- [Geciteerde passage]:
★ ★ ★

Thuis in China

Intussen gebeuren er thuis in China dingen die ook Ko Go Hé Té zullen raken. Zijn jongste broer, Ko Jang Té, krijgt onenigheid met moeder – hij is brutaal en weigert de dingen te doen die hem opgedragen worden, volgens de tekst. Zij is evenmin zachtmoedig, en geeft hem een aframmeling waar de honden geen brood van lusten. Hij is dan achtentwintig en nog ongetrouwd. Hij besluit weg te gaan, zijn broer op Java achterna. Hij heeft diens reisbestemming, Semarang, onthouden. Maar daar is Ko Go Hé Té natuurlijk al lang niet meer. Die zou nu in Djono zijn – blijkbaar is dat in Semarang bekend.

★ ★ ★

- [Aangeleverde gegevens]:
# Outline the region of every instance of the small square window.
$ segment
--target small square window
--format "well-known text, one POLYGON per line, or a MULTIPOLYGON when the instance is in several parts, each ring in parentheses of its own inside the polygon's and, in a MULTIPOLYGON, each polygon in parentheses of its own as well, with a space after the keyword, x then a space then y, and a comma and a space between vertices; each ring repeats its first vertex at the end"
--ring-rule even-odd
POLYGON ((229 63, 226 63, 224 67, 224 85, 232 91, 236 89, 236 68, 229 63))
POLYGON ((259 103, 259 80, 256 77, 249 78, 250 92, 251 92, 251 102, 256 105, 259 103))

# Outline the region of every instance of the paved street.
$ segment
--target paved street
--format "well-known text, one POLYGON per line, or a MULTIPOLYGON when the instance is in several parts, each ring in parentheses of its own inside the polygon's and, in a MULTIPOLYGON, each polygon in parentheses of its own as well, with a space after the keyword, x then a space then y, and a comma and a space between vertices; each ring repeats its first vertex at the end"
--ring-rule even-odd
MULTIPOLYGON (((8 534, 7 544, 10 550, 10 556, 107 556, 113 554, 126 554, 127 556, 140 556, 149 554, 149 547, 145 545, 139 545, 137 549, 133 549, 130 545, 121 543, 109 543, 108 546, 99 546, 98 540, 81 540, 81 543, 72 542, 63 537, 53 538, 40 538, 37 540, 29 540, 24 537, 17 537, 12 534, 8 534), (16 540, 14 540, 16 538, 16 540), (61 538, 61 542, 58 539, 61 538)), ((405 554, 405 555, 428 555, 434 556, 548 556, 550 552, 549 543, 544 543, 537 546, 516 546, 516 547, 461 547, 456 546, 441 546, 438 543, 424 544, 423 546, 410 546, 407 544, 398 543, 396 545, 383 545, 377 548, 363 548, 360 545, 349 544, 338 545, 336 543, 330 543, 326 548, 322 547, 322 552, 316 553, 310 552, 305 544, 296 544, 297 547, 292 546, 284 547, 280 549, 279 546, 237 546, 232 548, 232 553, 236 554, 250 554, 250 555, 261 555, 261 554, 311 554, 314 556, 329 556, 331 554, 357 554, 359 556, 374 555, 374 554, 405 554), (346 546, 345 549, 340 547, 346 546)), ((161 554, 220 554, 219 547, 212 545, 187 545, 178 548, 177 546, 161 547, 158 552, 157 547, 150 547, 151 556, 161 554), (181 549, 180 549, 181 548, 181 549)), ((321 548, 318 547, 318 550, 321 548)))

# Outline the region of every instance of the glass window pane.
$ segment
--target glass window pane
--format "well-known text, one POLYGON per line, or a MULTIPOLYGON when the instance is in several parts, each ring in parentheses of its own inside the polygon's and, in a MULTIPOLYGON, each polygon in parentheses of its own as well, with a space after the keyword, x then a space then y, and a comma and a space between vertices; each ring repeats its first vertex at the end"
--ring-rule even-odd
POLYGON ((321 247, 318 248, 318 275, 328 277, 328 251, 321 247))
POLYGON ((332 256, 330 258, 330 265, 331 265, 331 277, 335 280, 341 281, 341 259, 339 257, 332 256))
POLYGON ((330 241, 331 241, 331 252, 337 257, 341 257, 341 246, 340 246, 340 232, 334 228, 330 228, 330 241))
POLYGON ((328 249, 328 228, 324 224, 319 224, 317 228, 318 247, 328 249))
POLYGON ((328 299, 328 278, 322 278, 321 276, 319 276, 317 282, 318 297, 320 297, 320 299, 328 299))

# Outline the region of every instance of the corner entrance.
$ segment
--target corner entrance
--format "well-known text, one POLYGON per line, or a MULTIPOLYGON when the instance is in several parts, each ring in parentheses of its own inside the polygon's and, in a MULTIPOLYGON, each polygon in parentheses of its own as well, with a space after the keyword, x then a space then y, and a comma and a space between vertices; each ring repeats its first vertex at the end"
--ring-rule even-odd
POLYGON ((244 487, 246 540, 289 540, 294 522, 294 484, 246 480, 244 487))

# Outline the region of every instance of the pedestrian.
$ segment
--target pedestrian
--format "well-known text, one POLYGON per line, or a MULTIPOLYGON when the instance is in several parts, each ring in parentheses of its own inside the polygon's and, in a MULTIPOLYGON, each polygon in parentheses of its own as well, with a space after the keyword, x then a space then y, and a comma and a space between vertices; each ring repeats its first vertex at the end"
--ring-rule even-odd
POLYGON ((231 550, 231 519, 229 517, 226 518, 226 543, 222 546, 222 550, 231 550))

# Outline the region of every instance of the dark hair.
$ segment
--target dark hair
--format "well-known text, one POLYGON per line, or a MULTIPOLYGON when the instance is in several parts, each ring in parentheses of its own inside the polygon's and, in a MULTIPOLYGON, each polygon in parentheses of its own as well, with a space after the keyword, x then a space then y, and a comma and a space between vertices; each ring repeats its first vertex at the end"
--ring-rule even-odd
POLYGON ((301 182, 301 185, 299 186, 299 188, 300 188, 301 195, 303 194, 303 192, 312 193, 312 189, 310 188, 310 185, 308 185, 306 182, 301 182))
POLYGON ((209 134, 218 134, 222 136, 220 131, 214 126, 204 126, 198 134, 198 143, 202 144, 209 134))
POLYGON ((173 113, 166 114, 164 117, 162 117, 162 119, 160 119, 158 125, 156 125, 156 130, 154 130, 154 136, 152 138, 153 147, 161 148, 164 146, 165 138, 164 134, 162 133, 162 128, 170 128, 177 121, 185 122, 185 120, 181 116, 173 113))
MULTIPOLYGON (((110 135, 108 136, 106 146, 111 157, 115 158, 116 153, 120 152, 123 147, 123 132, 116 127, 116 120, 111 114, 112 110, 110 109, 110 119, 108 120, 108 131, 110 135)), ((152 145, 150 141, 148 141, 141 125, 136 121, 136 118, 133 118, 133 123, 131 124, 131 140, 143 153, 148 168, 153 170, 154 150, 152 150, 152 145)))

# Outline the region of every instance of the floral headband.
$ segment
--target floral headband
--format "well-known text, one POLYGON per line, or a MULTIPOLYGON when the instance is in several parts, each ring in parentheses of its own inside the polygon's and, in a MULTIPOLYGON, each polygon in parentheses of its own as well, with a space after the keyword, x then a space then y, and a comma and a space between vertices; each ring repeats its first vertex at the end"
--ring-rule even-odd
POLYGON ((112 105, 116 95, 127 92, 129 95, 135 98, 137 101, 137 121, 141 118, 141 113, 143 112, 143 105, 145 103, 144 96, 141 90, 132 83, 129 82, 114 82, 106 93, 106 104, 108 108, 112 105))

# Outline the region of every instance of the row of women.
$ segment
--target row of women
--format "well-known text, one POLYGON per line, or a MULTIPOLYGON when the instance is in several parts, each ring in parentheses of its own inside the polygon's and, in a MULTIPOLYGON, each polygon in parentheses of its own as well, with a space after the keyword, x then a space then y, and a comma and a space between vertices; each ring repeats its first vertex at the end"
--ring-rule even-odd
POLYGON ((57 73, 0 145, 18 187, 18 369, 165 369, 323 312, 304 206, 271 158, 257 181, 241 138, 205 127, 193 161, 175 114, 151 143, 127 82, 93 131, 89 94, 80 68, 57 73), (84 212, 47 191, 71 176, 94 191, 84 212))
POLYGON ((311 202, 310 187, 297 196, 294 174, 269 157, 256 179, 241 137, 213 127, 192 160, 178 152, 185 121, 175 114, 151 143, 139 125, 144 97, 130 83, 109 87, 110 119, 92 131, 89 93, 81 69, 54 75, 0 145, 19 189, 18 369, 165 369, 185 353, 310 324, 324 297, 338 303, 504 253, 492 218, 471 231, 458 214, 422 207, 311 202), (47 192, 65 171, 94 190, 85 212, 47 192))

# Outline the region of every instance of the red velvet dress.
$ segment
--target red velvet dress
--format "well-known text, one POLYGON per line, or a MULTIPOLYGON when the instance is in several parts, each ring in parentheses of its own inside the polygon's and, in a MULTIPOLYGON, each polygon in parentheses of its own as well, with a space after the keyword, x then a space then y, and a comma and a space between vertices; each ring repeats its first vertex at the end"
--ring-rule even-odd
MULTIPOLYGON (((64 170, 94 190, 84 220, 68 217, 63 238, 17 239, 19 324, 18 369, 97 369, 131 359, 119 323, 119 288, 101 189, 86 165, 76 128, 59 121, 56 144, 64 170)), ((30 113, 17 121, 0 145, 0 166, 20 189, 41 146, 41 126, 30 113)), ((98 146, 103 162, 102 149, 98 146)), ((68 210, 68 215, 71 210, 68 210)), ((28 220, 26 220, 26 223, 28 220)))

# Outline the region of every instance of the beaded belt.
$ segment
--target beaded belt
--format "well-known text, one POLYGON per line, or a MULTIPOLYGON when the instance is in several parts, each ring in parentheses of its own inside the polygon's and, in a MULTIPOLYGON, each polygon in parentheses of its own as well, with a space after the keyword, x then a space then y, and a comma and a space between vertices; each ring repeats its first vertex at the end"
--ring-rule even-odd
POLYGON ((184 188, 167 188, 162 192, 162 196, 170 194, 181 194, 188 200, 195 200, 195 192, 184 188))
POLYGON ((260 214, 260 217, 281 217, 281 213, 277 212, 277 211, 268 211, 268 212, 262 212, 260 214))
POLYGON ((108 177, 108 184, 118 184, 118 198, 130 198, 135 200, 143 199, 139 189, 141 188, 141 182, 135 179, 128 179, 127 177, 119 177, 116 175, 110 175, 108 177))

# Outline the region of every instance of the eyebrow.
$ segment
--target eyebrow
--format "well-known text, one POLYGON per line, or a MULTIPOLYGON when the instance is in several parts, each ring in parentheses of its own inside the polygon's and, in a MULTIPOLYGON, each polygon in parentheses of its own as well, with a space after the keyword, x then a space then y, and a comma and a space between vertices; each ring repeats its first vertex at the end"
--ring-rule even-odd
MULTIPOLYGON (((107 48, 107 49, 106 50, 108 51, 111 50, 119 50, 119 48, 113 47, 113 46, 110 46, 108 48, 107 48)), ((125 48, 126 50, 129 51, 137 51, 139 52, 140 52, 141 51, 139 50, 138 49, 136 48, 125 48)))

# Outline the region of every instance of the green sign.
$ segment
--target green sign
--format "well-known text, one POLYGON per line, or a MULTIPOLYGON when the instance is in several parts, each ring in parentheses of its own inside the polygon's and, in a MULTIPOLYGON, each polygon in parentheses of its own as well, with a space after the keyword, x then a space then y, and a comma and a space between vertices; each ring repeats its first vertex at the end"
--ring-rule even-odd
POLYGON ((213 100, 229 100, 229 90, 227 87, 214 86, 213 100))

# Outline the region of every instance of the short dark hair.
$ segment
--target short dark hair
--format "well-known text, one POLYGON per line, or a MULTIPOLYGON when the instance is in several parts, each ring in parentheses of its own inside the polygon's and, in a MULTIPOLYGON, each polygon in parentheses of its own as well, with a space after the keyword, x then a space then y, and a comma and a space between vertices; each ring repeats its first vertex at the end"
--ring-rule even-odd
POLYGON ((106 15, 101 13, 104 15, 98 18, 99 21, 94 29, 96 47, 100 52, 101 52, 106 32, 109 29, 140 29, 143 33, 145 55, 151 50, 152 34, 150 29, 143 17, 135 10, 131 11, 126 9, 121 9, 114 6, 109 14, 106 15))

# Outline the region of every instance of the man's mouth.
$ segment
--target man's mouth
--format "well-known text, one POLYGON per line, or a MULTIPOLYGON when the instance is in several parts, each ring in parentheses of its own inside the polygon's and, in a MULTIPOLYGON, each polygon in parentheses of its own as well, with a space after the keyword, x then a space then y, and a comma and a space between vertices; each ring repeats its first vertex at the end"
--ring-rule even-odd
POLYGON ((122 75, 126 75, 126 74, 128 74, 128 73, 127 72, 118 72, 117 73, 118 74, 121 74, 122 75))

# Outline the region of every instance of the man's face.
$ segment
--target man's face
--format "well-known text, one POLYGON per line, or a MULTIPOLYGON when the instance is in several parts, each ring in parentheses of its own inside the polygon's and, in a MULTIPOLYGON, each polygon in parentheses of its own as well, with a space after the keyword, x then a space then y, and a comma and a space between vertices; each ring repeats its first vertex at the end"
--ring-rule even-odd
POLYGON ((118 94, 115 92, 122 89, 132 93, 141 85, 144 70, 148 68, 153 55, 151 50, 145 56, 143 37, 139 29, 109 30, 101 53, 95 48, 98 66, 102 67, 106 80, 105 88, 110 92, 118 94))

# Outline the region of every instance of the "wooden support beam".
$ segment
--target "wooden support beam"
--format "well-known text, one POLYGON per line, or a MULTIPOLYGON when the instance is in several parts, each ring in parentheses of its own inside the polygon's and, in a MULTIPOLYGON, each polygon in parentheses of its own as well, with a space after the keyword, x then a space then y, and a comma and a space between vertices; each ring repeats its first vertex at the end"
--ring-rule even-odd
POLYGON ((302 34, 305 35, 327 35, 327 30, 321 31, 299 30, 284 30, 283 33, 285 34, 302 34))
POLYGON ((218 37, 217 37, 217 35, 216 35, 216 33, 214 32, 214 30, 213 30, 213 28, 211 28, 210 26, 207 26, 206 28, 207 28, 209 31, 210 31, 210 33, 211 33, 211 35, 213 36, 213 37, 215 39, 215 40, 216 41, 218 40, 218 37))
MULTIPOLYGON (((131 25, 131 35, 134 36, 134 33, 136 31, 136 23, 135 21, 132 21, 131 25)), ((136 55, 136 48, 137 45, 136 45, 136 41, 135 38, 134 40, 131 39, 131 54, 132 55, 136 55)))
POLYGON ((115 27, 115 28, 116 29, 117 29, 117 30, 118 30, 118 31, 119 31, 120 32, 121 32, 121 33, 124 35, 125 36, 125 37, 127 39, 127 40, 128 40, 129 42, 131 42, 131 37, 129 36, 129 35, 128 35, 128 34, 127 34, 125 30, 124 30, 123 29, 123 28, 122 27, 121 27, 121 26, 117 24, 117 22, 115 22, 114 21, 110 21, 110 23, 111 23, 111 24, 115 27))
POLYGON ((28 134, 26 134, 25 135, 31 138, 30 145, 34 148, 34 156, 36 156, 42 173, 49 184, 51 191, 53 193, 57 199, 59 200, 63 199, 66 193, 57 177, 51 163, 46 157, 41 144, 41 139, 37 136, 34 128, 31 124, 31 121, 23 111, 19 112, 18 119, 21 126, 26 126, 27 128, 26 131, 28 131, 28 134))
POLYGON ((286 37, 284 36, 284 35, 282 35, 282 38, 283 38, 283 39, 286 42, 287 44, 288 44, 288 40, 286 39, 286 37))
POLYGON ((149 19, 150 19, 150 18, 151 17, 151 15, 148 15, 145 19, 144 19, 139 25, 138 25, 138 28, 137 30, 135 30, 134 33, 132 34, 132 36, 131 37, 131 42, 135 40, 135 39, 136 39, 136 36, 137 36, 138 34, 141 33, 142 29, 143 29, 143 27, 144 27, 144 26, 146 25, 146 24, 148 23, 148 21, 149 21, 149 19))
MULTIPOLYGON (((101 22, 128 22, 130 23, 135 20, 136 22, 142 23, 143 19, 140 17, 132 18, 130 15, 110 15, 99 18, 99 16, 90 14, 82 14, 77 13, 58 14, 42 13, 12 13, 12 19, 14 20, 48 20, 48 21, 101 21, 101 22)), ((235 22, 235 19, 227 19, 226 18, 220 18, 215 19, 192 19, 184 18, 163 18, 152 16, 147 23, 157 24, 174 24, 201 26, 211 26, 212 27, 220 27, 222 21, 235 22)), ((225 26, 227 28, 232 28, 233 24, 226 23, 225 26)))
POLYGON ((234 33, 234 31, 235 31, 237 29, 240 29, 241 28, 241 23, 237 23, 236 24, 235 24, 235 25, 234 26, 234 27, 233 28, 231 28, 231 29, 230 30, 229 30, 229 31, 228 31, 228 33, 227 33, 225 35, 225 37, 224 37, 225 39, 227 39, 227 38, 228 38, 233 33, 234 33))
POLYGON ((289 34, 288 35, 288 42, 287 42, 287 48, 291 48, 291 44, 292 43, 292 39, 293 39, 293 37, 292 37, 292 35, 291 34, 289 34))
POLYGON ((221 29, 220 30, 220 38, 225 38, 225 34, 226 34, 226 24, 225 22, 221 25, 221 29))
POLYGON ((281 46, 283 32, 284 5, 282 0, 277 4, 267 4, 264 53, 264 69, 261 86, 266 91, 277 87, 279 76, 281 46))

★ ★ ★

- [Opdrachten]:
(A) Vat de alinea uit de geciteerde passage die begint met "Intussen gebeuren er thuis in China" beknopter samen, zonder de belangrijkste feiten weg te laten.
(B) Noem alle aardrijkskundige namen (landen, eilanden en plaatsen) die in de geciteerde passage voorkomen.
(C) Schrijf een vervolg van enkele zinnen op de geciteerde passage, aansluitend op de laatste zin ervan.

- [Antwoorden]:
(A) Ko Jang Té, de jongste broer van Ko Go Hé Té, krijgt ruzie met zijn moeder. Hij is brutaal en weigert opdrachten uit te voeren, en zij geeft hem een flink pak slaag. Op zijn achtentwintigste, nog ongetrouwd, besluit hij zijn broer naar Java te volgen. Hij gaat af op de onthouden bestemming Semarang. Ko Go Hé Té is daar echter al lang weg. In Semarang weet men blijkbaar dat hij nu in Djono zou zijn.

(B) China, Java, Semarang, Djono

(C)
Er is geen sprake van dat Ko Jang Té meteen door kan reizen. De Java-Oorlog (1825-1830) is in volle gang; er vinden geregeld oorlogshandelingen plaats, die veel slachtoffers maken onder de burgerbevolking. Verder stropen benden het land af, die het speciaal voorzien hebben op de Chinezen. Die zijn voor een groot deel naar Djono gevlucht; onder hen bevindt zich ook Ko Go Hé Té met zijn vrouw Oewi Wat Njo (zie de blog van 18 maart 2018).

Djono wordt een tijdlang belegerd. Pas als generaal De Cleerens, een van de helden van de Java-Oorlog aan Nederlandse zijde, de plaats ontzet heeft, kan Ko Jang Té zijn tocht vervolgen. Hij doet er lang over, vier dagen. Steeds moet hij de weg vragen. Hij voelt zich beroerd en wordt ziek. Half dood komt hij ten slotte in Djono aan. Huilend valt hij zijn broer in de armen. Wat Njo zet een beker thee voor hem neer – onvermijdelijk op Java, sinds mensenheugenis.

Zijn broer was gaan zitten, wenend.
Ook Jang Té huilde nog.
Zijn schoonzus
reikte hem
een beker thee aan.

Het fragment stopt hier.